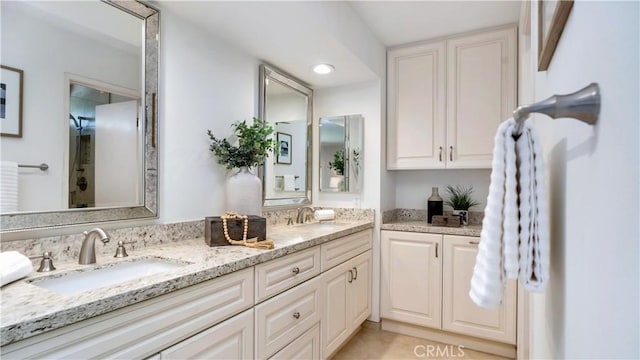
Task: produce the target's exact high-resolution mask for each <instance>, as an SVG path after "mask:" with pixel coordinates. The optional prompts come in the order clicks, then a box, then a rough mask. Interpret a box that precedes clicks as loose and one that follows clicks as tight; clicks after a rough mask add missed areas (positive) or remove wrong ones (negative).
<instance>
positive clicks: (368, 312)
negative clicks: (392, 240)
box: [347, 250, 371, 330]
mask: <svg viewBox="0 0 640 360" xmlns="http://www.w3.org/2000/svg"><path fill="white" fill-rule="evenodd" d="M350 263H351V270H352V271H353V279H352V282H351V283H350V285H351V286H350V290H349V293H348V296H349V300H348V304H349V306H350V311H349V324H350V328H351V329H352V330H355V329H356V328H357V327H359V326H360V324H362V322H363V321H365V320H366V319H367V318H368V317H369V315H370V314H371V276H370V274H371V250H369V251H367V252H366V253H364V254H361V255H359V256H358V257H356V258H354V259H353V260H351V261H350ZM347 280H348V279H347Z"/></svg>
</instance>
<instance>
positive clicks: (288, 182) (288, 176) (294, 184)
mask: <svg viewBox="0 0 640 360" xmlns="http://www.w3.org/2000/svg"><path fill="white" fill-rule="evenodd" d="M283 178H284V191H296V177H295V175H284V176H283Z"/></svg>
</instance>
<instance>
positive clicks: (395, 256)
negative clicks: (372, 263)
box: [381, 230, 442, 328]
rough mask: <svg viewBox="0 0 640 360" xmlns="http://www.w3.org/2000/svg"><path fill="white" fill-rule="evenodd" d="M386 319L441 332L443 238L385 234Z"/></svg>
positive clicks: (426, 234)
mask: <svg viewBox="0 0 640 360" xmlns="http://www.w3.org/2000/svg"><path fill="white" fill-rule="evenodd" d="M381 234H382V235H381V242H382V265H381V268H382V304H381V315H382V317H383V318H386V319H391V320H397V321H402V322H406V323H410V324H415V325H421V326H428V327H434V328H440V327H441V325H442V322H441V320H442V317H441V307H442V235H439V234H425V233H411V232H402V231H386V230H385V231H382V232H381Z"/></svg>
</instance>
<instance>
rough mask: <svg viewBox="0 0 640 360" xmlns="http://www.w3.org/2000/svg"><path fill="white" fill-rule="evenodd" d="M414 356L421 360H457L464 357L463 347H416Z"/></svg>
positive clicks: (438, 346)
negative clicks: (426, 359)
mask: <svg viewBox="0 0 640 360" xmlns="http://www.w3.org/2000/svg"><path fill="white" fill-rule="evenodd" d="M413 354H414V355H415V356H417V357H419V358H443V357H444V358H457V357H463V356H464V346H463V345H458V346H455V345H416V347H414V348H413Z"/></svg>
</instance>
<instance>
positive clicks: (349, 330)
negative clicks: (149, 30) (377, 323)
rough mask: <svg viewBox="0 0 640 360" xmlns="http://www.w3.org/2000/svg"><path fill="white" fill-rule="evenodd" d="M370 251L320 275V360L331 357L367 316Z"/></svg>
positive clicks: (367, 308) (345, 262) (369, 288)
mask: <svg viewBox="0 0 640 360" xmlns="http://www.w3.org/2000/svg"><path fill="white" fill-rule="evenodd" d="M370 274H371V250H368V251H366V252H365V253H363V254H360V255H358V256H357V257H355V258H353V259H351V260H349V261H346V262H344V263H342V264H340V265H338V266H336V267H334V268H332V269H331V270H329V271H327V272H325V273H323V274H322V296H323V304H324V313H323V317H322V358H325V359H326V358H328V357H329V356H330V355H332V354H333V353H334V352H335V351H336V350H337V349H338V348H339V347H340V346H341V345H342V343H343V342H344V341H345V340H347V339H348V338H349V336H350V335H351V334H352V333H353V332H354V331H355V330H356V329H357V328H358V327H359V326H360V325H361V324H362V322H363V321H364V320H366V319H367V317H369V315H370V313H371V275H370Z"/></svg>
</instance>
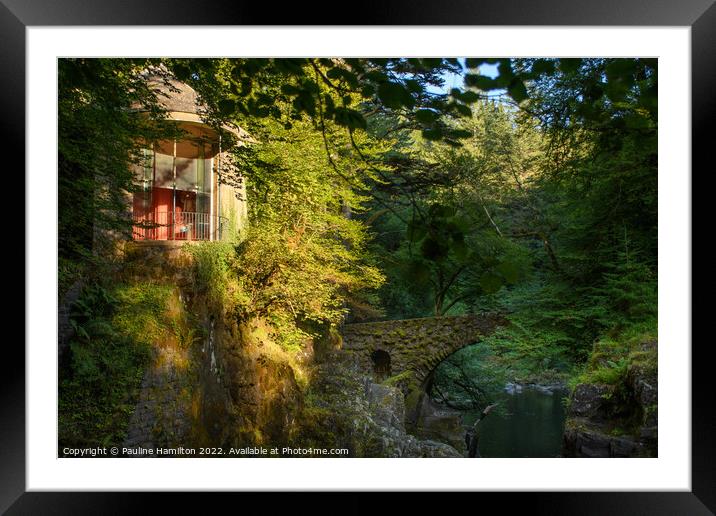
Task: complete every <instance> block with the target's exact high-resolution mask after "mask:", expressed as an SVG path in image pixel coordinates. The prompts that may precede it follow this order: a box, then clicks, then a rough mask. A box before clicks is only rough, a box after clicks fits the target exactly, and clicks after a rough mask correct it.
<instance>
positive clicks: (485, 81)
mask: <svg viewBox="0 0 716 516" xmlns="http://www.w3.org/2000/svg"><path fill="white" fill-rule="evenodd" d="M465 84H466V85H467V86H471V87H473V88H477V89H479V90H483V91H489V90H494V89H496V88H498V87H499V86H498V85H497V84H496V82H495V80H494V79H492V78H490V77H487V76H486V75H478V74H474V73H468V74H466V75H465Z"/></svg>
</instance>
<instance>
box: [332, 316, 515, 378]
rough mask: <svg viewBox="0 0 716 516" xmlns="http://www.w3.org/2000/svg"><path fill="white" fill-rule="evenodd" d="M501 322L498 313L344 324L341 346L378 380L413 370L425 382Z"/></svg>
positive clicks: (498, 324) (501, 323)
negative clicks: (355, 355) (441, 363)
mask: <svg viewBox="0 0 716 516" xmlns="http://www.w3.org/2000/svg"><path fill="white" fill-rule="evenodd" d="M503 323H504V319H503V318H502V317H501V316H500V315H497V314H474V315H459V316H445V317H425V318H420V319H402V320H395V321H380V322H369V323H354V324H346V325H344V326H343V329H342V331H341V334H342V336H343V349H344V350H346V351H349V352H351V353H355V354H356V355H357V357H358V360H359V363H360V364H361V365H362V366H363V367H364V368H365V370H366V371H369V370H372V371H374V372H375V374H376V377H377V379H378V380H381V379H385V378H386V377H388V376H393V375H397V374H400V373H403V372H405V371H412V372H413V373H414V375H415V379H416V380H417V381H418V382H420V383H424V382H425V381H426V380H428V379H429V378H430V377H431V373H432V372H433V371H434V370H435V368H436V367H437V366H438V364H440V362H442V361H443V360H445V359H446V358H447V357H448V356H449V355H451V354H452V353H454V352H455V351H457V350H458V349H461V348H463V347H465V346H468V345H470V344H474V343H475V342H477V341H479V340H480V339H481V338H483V337H485V336H487V335H489V334H491V333H492V332H493V331H494V330H495V328H497V327H498V326H500V325H501V324H503Z"/></svg>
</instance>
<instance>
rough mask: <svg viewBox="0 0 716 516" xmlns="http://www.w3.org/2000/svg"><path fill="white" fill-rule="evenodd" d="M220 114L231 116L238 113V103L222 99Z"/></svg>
mask: <svg viewBox="0 0 716 516" xmlns="http://www.w3.org/2000/svg"><path fill="white" fill-rule="evenodd" d="M218 107H219V113H221V114H222V115H223V116H229V115H232V114H234V113H235V112H236V102H235V101H234V100H232V99H221V100H220V101H219V102H218Z"/></svg>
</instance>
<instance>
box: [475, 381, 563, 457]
mask: <svg viewBox="0 0 716 516" xmlns="http://www.w3.org/2000/svg"><path fill="white" fill-rule="evenodd" d="M564 395H565V393H564V392H555V393H554V394H552V395H549V394H545V393H542V392H540V391H537V390H534V389H529V388H525V389H524V390H523V391H522V392H521V393H517V394H514V395H507V394H505V395H504V396H503V397H501V399H500V400H499V403H500V409H499V411H497V412H496V413H495V412H492V413H490V414H489V415H488V416H487V417H486V418H485V420H484V421H483V422H482V423H480V426H481V429H480V439H479V441H478V448H479V450H480V455H481V456H482V457H486V458H487V457H558V456H559V455H560V453H561V449H562V433H563V431H564V417H565V414H564V405H563V404H562V398H563V396H564ZM478 414H479V412H467V413H465V415H464V417H463V422H464V423H465V424H468V425H471V424H472V423H473V422H474V421H475V419H476V418H477V416H478Z"/></svg>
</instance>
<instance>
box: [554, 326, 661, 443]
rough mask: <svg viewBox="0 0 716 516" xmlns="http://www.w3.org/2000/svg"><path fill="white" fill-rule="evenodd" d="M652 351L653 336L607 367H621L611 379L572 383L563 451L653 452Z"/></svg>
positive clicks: (652, 358) (653, 358)
mask: <svg viewBox="0 0 716 516" xmlns="http://www.w3.org/2000/svg"><path fill="white" fill-rule="evenodd" d="M656 353H657V341H655V340H654V341H646V342H642V343H640V344H639V345H638V346H637V347H636V348H635V349H634V350H632V351H631V352H630V353H628V355H627V356H626V357H625V358H624V361H623V362H619V363H618V364H617V365H615V366H613V367H612V369H617V367H619V368H620V369H622V370H623V372H619V371H617V373H618V374H617V373H615V374H614V377H615V381H613V382H611V383H607V382H599V383H597V382H594V383H592V382H585V383H580V384H578V385H576V387H575V388H574V390H573V391H572V394H571V396H570V398H569V404H568V409H567V410H568V412H567V421H566V424H565V432H564V455H565V456H567V457H656V456H657V448H658V447H657V398H658V384H657V369H656ZM610 363H611V364H615V362H614V361H610Z"/></svg>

** Work instructions **
How many lines in the listing above contain the string "target"? Matching is case-sensitive. Reply with the number alone.

** Task response **
2